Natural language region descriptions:
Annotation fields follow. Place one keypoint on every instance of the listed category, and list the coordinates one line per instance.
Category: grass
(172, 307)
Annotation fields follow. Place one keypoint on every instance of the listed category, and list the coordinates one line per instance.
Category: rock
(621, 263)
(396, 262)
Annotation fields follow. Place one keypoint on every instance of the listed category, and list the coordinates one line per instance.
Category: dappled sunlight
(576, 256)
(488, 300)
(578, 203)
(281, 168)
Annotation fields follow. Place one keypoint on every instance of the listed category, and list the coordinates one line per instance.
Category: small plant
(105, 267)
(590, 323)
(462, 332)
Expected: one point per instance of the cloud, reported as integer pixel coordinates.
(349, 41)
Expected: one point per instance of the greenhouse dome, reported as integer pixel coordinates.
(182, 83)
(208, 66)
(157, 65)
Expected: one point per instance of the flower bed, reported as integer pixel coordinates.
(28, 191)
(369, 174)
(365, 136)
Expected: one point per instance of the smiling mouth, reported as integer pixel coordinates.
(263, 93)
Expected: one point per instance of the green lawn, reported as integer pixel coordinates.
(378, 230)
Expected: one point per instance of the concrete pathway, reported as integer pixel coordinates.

▶ The task:
Retype the entries one by one, exactly.

▶ Result:
Annotation fields follow. Place one keypoint on every instance of the listed category, and list the coordinates one line per instance.
Category: grass
(172, 307)
Annotation fields follow. Place one keypoint on every instance of the listed category, and list the coordinates one line per instance.
Category: rock
(621, 263)
(396, 262)
Annotation fields follow. Place one keypoint on every instance of the listed category, and list the coordinates one line per instance.
Category: dappled sunlight
(576, 256)
(488, 300)
(578, 203)
(281, 168)
Annotation fields follow. Place one keypoint on every instance of the listed category, and list the coordinates one line per instance.
Category: small plant
(105, 267)
(590, 323)
(462, 332)
Expected: one point per instance of the cloud, reported as integer pixel coordinates.
(349, 41)
Expected: one point per instance of the greenhouse dome, reported as integer pixel coordinates.
(182, 83)
(208, 66)
(157, 65)
Expected: one point per instance of the flower bed, reported as integer pixel coordinates.
(28, 191)
(369, 174)
(365, 136)
Expected: one point per instance of the smiling mouth, reported as integer pixel coordinates.
(263, 93)
Expected: one point per instance of the green lawn, reported as integer pixel coordinates.
(378, 230)
Expected: one point per instance of the concrete pathway, reported as integer pixel coordinates.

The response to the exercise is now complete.